DIRECTIVE:
Copy every line of the material from the line with "I'd like to know if the dome" through the last line, and raise each coordinate value in the answers by 9.

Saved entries

* * *

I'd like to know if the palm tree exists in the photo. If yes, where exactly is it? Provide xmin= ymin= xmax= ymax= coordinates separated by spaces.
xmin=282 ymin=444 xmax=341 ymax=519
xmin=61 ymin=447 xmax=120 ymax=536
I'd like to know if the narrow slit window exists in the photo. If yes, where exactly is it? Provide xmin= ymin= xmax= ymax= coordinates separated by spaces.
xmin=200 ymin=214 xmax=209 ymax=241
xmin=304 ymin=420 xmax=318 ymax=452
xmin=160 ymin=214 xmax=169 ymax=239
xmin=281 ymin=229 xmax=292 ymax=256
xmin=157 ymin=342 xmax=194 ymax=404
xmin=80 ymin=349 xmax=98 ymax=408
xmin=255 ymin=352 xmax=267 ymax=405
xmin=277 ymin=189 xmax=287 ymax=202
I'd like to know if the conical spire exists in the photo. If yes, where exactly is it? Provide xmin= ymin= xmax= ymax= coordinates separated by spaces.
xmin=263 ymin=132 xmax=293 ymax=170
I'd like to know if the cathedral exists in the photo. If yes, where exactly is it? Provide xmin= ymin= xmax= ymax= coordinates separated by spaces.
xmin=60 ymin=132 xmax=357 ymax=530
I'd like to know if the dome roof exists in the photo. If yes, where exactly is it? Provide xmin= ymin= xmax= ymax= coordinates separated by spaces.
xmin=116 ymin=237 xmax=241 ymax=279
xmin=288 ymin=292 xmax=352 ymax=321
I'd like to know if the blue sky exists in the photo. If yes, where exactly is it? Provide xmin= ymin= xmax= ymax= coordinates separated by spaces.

* * *

SOLUTION:
I'd like to know if the dome roof exists in the photo. If yes, where exactly is it? Provide xmin= ymin= xmax= ymax= coordinates separated by spaces.
xmin=125 ymin=246 xmax=250 ymax=288
xmin=297 ymin=301 xmax=361 ymax=330
I'd like to know if the blue sky exists in the photo. If yes, where exactly is it? Provide xmin= ymin= xmax= ymax= coordinates separated by spaces.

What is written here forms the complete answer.